TASK STATEMENT - Transcribe exactly the lines from the one holding "For every instance of the dirt" to the end of the data below, including both of those lines and no others.
--- DATA LISTING ---
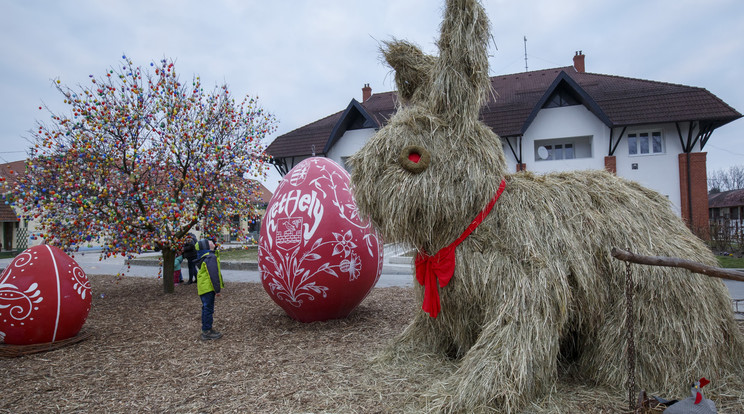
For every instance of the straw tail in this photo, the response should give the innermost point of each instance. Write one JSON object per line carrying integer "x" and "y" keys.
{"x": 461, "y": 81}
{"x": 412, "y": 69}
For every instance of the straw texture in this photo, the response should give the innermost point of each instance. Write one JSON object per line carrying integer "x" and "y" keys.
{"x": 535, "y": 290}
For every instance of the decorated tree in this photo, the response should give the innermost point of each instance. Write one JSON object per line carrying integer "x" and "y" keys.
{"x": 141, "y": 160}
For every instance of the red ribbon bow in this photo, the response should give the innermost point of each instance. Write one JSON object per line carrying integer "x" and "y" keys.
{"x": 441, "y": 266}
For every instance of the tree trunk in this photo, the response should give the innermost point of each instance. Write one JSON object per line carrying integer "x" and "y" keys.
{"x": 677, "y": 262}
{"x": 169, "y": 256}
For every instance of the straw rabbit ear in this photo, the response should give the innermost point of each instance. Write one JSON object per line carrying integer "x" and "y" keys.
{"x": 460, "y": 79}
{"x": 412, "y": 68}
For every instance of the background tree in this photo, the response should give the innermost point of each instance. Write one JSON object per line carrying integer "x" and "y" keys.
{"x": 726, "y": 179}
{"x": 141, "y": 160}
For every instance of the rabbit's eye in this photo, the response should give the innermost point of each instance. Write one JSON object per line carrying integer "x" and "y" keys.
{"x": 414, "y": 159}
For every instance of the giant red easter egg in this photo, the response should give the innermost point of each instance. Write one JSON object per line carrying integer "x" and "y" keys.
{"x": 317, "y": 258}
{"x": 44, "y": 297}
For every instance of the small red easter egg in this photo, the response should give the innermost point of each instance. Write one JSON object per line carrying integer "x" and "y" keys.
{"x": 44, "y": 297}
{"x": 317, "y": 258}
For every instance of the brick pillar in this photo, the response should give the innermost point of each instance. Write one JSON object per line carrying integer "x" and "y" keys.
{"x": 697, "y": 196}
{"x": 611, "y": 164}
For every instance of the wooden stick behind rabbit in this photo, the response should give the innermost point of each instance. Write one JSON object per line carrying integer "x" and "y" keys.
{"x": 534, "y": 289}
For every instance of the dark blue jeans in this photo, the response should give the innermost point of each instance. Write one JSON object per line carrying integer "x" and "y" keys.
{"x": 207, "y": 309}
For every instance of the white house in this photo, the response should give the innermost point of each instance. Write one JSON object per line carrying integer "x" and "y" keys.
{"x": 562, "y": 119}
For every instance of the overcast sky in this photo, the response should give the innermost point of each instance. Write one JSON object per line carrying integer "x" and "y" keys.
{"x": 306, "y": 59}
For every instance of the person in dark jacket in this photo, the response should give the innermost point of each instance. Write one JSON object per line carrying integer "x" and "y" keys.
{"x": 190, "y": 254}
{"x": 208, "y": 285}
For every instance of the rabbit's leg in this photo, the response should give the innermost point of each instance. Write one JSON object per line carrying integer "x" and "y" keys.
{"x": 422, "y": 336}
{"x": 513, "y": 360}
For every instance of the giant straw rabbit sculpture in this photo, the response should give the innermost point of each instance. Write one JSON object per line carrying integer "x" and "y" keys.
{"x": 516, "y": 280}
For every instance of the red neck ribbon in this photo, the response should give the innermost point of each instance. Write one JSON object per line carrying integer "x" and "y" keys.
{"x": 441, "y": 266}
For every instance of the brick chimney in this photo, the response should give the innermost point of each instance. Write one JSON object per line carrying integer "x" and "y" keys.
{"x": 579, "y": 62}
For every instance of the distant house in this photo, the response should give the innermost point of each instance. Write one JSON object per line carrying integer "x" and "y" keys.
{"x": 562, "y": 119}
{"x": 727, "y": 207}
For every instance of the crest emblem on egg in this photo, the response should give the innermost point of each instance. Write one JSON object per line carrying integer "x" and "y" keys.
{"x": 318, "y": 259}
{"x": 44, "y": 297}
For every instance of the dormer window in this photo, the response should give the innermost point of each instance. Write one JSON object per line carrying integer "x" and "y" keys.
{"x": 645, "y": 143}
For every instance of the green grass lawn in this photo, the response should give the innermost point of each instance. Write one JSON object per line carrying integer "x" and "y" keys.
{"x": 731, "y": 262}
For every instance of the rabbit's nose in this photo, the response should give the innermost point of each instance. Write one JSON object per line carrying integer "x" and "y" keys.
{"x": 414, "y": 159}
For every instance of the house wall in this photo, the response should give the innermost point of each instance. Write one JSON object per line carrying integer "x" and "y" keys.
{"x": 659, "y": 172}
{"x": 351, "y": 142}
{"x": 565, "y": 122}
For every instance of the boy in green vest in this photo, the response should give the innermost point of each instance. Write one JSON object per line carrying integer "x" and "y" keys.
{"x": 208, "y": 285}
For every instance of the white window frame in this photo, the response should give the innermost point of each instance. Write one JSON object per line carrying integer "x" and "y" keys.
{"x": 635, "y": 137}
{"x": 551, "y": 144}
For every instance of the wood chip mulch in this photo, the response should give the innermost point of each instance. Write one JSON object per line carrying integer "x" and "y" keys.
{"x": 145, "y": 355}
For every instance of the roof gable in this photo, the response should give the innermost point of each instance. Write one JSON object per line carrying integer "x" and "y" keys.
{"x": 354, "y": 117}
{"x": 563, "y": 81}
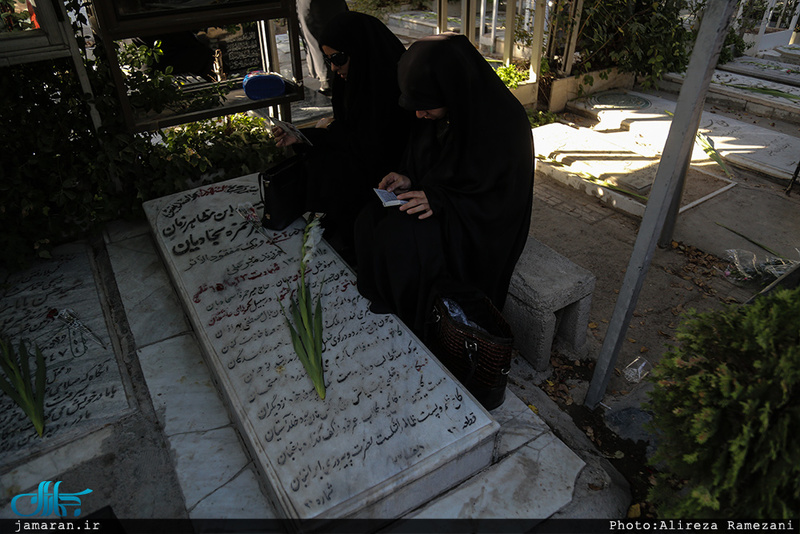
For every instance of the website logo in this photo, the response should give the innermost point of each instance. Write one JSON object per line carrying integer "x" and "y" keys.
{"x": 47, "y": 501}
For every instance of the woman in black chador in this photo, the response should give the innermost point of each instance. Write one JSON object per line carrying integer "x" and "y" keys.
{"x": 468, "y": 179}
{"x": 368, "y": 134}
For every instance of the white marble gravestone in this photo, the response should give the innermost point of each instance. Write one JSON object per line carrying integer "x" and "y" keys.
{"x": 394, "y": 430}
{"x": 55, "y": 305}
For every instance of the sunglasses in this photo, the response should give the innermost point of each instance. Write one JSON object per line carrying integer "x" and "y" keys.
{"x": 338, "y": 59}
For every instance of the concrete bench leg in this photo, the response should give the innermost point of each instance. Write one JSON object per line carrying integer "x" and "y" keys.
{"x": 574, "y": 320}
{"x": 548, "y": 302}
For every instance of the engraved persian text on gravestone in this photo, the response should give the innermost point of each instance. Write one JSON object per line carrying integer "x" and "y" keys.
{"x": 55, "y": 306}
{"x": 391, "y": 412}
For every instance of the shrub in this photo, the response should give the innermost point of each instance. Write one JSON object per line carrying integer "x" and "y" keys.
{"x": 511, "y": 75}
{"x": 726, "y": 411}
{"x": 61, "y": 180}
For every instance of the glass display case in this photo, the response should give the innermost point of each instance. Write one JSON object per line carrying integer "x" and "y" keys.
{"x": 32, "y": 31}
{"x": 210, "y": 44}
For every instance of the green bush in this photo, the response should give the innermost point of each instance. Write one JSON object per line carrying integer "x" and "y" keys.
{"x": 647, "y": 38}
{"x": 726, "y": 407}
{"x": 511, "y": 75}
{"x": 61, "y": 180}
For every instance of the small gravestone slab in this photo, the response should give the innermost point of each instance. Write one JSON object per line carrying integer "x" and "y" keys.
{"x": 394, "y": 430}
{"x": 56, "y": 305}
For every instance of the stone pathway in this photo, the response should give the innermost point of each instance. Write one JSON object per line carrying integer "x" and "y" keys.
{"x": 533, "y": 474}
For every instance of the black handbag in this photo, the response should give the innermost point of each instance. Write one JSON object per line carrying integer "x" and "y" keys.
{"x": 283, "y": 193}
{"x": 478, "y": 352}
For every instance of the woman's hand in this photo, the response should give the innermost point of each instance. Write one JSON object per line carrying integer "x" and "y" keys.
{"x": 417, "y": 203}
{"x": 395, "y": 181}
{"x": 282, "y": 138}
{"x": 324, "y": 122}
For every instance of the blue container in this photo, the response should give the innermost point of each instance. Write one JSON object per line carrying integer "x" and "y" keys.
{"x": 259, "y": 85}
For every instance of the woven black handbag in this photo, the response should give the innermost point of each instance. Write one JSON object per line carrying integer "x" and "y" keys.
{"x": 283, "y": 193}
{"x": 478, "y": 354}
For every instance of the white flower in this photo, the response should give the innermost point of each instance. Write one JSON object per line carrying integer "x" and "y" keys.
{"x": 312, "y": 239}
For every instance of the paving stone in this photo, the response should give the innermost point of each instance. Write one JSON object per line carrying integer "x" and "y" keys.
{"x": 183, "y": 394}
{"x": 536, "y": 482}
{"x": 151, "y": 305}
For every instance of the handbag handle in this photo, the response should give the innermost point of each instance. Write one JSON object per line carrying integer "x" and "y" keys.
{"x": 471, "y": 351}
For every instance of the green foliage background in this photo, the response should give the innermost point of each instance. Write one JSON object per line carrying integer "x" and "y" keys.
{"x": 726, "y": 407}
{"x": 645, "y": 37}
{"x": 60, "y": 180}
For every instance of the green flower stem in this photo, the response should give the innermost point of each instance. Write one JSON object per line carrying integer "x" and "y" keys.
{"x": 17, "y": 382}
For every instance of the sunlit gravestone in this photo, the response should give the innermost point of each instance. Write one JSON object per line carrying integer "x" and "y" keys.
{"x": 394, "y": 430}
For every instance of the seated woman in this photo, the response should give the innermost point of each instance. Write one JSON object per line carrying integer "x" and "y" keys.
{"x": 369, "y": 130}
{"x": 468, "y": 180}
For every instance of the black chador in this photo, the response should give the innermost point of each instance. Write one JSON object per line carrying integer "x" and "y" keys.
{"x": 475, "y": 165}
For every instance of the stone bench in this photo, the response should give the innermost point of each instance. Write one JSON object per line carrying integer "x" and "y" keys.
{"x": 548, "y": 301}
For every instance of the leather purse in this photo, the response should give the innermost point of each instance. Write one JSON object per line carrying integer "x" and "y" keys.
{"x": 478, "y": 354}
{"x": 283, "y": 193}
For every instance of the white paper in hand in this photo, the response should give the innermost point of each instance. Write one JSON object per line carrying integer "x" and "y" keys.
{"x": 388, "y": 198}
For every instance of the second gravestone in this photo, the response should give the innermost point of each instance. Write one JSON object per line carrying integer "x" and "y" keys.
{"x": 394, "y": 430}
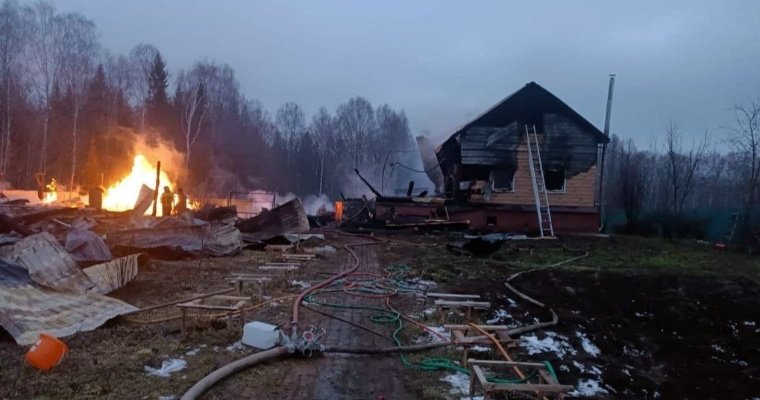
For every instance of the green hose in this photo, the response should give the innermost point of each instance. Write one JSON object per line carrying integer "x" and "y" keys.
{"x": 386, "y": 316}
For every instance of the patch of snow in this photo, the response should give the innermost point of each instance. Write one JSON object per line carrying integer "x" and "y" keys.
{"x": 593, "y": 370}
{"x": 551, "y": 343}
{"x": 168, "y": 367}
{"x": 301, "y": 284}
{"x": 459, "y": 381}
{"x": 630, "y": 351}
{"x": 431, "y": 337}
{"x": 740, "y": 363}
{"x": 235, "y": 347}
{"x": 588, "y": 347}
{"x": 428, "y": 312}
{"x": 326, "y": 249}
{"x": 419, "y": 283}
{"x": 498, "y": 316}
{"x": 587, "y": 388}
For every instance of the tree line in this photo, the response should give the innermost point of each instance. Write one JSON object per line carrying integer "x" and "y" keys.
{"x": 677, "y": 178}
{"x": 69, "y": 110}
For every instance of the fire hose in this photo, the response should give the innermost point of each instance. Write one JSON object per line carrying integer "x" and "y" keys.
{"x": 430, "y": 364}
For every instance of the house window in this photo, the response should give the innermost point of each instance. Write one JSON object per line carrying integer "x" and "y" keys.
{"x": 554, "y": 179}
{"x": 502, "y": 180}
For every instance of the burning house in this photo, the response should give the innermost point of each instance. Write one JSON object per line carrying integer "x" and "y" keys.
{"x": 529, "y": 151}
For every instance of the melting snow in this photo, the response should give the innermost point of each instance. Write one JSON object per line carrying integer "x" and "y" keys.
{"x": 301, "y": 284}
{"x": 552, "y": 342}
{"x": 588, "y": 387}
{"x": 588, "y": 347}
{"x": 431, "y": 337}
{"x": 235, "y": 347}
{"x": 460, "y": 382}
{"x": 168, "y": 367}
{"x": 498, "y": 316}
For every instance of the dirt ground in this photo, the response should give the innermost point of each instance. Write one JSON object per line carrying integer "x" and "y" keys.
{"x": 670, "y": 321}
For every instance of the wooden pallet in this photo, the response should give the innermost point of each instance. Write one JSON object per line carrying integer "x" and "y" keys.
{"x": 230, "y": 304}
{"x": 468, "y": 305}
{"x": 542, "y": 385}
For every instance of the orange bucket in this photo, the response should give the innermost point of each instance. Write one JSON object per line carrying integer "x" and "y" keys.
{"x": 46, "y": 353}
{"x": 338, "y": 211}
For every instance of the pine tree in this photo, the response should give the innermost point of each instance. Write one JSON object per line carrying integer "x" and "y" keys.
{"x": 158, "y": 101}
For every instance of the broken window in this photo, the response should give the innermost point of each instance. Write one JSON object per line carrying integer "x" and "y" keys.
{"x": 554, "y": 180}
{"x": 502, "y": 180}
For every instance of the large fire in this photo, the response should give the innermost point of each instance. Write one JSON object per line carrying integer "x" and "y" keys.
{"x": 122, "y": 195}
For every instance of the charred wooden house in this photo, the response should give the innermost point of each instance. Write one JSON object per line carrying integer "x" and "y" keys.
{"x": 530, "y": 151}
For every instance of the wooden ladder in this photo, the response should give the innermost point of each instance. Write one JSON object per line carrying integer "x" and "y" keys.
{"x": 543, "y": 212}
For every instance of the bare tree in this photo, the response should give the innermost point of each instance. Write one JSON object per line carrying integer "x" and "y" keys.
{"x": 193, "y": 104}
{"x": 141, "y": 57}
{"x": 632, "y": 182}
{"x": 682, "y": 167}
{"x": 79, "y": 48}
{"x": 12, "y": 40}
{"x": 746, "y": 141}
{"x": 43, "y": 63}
---
TASK RESPONSE -
For every instance of the dirt ground in this photo, the response should give the innermost point of each instance. Write one JSON object per line carrying integer "x" and "y" keys.
{"x": 670, "y": 321}
For every instance of the wooden pallet in this photo, the response should give the innermost point of each instance. Write one JSON object per line carrying integer "x" and "y" keys.
{"x": 230, "y": 304}
{"x": 468, "y": 305}
{"x": 542, "y": 385}
For every instance of the orange bucket in this photo, the response should give the innermost point of each instance. Write one JSON object per line carrying integer "x" and "y" keys.
{"x": 46, "y": 353}
{"x": 338, "y": 211}
For every instance of the pine tree in this photo, the response should give the innermost point of each instance. Write one JSON object per line carrying integer "x" and "y" keys.
{"x": 158, "y": 101}
For every instance of the broken window in this photo, the response should give the innermost point of each instance. Write one JSON object per line carrying integer "x" and "y" keys.
{"x": 554, "y": 180}
{"x": 502, "y": 180}
For every instance of the large fire in this photo, the response should give the innermost point of each instance. Write one JSON object per line carrying integer "x" and "y" keys.
{"x": 122, "y": 195}
For every instance of the charred wooden house in this photo, the response should give the innermost point of each instance. Write one JSON object per line carrying integer "x" and "y" keys.
{"x": 530, "y": 151}
For every instance of the wooden ladder in this photo, the response should give the innermost point of each instance. Write one JSON object per line carrying integer "x" and "y" keys.
{"x": 543, "y": 212}
For every instance of the bare tree in this photo, the response should give the innermost point of each instance. Write one JSON object per line carrying integer "x" and "y" keys.
{"x": 193, "y": 104}
{"x": 141, "y": 57}
{"x": 632, "y": 182}
{"x": 682, "y": 167}
{"x": 79, "y": 48}
{"x": 12, "y": 40}
{"x": 746, "y": 141}
{"x": 43, "y": 63}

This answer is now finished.